■ Instruction A
Decide whether each statement agrees with the family-dynamics passage below: (i) M was academically brighter than N; (ii) the mother saw the goading by C & J; (iii) all the kids grew up to be fine young men. Answer yes or no for each, quoting the deciding words of the passage.
■ Instruction B
Write out everything in the family-dynamics passage below, from "So, are there" down to "want to find.".
---------- Text section
You know, from the outside looking in, I’ve seen a lot of things that those living in the family missed. I distinctly remember one family who had a series of boys just a little older and the age of our girls. The dynamics were interesting.
Boy 1 was the oldest. Boy 2 was often paired with boy one but never lone. It was either N or N & M but never M. M was also academically brighter than N. However, M was held back so as not to make N feel badly. I always wondered why the parents couldn’t see how bad this made M feel. It wasn’t malicious or deliberate… it was an attempt to do the right thing without seeing the whole picture.
Behind N & M came C & J. C & J picked up on M’s frustration… he had no niche in the family. Areas where he could excel were squashed and he was visibly frustrated in life but even he knew none of the frustration was deliberate. C & J would pick at M. M knew better than to get involved. “Don’t let it bug you… just let it roll off.” You could see it in his face. But the little guys would keep going. They knew he had a limit and how far they could push it. They also knew exactly how to make that final nudge look like it wasn’t their doing. They were expert teasers. Eventually M would lose it, lash out, and then you’d hear mom calling, “MMMMMMMMM!” He’d be stuck on the couch for an hour or so while the little guys got to do whatever they wanted without his interference. Mom never did see that goading that I did. It’s so much easier to see things from the outside, and of course, it might not have happened when I wasn’t around. Having extra people in the house could have changed their dynamics. The kids were smart but not smart enough to realize that hiding from mom wasn’t enough if another adult was around. I saw it and I got it. BTW, all kids grew up to be fine young men and have great relationships. Whatever happened when we were there, something happened to make it work out beautifully when we weren’t.
So, are there things like that going on when you’re not watching? Can you put a recorder up in a room and watch to see what the root is?
Today you watch. Keep guard over your own tongue, don’t let the kids get away with anything you’ve been working on, build their strengths if the opportunity presents, catch em doing right, but other than that, watch. Take notes. Get help. Ask in the forums here if anyone has ideas what could be the root. And eventually, you’ll see a pattern. That pattern is what you want to find.
--------------------
---------- Supplied information
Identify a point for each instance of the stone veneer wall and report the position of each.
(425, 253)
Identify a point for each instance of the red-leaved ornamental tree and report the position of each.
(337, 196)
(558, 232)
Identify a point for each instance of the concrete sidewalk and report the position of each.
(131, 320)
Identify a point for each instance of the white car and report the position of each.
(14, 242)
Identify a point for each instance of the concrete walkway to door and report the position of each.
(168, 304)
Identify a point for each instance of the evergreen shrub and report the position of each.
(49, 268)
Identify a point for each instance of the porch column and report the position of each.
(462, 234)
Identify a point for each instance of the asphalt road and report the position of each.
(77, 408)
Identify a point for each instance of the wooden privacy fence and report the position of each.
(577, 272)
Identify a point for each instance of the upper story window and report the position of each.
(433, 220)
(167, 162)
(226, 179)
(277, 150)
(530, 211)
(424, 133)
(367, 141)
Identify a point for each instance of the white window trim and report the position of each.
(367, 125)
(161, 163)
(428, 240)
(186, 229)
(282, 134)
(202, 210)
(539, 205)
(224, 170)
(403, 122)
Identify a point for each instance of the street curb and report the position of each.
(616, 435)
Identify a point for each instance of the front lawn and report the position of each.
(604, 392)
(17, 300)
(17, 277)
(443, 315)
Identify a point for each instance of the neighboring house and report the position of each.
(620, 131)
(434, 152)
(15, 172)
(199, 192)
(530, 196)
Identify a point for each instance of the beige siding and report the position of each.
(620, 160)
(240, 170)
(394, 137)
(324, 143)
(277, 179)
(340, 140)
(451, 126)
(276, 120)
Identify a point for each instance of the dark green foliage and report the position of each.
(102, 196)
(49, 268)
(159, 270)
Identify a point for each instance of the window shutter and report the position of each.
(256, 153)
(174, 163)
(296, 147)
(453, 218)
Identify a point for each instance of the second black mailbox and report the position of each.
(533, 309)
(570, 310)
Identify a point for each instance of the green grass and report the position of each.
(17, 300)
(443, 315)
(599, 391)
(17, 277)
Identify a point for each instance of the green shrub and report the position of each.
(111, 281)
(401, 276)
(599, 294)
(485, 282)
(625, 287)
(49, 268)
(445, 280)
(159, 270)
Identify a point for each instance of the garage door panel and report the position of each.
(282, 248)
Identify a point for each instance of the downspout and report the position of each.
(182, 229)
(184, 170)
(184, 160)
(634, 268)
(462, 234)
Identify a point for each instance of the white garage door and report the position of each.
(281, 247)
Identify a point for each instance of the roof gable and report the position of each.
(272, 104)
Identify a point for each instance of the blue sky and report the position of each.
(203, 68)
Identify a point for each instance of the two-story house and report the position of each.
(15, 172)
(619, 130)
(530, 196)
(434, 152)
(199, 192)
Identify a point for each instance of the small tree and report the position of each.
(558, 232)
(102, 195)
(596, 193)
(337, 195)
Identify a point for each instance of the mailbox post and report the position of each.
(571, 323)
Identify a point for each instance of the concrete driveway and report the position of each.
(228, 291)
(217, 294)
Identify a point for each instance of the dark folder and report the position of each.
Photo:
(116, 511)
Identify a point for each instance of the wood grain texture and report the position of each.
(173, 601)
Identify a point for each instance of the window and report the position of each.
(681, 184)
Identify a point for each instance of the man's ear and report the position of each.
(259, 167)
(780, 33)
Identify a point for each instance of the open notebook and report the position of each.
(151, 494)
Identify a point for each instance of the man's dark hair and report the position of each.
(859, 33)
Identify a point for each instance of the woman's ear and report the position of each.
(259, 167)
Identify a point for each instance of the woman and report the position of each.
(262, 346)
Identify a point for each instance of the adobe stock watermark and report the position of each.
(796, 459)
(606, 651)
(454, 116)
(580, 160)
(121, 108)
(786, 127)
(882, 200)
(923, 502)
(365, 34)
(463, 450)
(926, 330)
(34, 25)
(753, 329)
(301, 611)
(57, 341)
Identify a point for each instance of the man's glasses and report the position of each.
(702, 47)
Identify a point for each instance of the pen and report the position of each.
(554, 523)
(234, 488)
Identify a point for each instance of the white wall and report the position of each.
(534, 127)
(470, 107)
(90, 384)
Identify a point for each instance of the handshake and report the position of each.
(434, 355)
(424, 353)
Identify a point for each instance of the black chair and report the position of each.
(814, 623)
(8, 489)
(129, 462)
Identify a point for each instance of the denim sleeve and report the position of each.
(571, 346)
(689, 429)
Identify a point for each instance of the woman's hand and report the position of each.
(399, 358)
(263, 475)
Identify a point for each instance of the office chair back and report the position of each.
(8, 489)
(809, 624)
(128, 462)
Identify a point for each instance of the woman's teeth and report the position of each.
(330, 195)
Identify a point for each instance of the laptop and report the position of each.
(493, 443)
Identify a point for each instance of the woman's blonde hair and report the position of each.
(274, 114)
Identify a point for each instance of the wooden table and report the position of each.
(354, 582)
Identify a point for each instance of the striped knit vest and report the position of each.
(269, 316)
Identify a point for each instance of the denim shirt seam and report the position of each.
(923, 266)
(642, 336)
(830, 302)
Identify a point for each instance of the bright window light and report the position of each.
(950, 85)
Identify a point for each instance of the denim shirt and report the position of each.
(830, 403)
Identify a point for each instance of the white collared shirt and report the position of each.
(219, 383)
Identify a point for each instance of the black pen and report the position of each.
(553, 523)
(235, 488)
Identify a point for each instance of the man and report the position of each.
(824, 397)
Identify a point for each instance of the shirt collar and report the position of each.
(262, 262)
--------------------
---------- Supplied information
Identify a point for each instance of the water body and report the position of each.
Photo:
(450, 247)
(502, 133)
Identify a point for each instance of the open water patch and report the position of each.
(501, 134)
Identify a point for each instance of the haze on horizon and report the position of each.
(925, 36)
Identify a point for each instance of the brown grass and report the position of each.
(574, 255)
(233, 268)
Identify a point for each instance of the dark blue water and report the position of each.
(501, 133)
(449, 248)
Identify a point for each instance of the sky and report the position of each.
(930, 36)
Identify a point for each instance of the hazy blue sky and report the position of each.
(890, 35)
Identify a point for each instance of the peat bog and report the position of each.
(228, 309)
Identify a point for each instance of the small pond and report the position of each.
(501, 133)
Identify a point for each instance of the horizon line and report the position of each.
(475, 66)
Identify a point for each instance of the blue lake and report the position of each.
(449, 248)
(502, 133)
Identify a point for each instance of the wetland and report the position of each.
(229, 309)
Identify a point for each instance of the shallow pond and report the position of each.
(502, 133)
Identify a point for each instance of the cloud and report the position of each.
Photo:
--------------------
■ Expected answer A
(i) Yes: "M was also academically brighter than N."
(ii) No: "Mom never did see that goading that I did."
(iii) Yes: "BTW, all kids grew up to be fine young men and have great relationships."

■ Expected answer B
So, are there things like that going on when you’re not watching? Can you put a recorder up in a room and watch to see what the root is?
Today you watch. Keep guard over your own tongue, don’t let the kids get away with anything you’ve been working on, build their strengths if the opportunity presents, catch em doing right, but other than that, watch. Take notes. Get help. Ask in the forums here if anyone has ideas what could be the root. And eventually, you’ll see a pattern. That pattern is what you want to find.